**WORK REQUEST:**
Where in the records does the word "find" occur? Copy each line in which it does.

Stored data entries
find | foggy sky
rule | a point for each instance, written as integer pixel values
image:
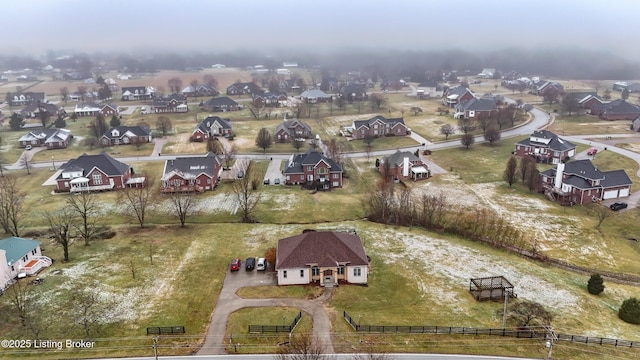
(35, 26)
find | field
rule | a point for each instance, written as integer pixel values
(164, 275)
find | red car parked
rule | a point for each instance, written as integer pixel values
(235, 265)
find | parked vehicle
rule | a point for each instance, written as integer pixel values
(618, 206)
(261, 265)
(250, 264)
(235, 265)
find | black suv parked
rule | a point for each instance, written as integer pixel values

**ANSWER TO THIS PROBLEM:**
find | foggy sky
find | field
find | red car parked
find | parked vehicle
find | black suv parked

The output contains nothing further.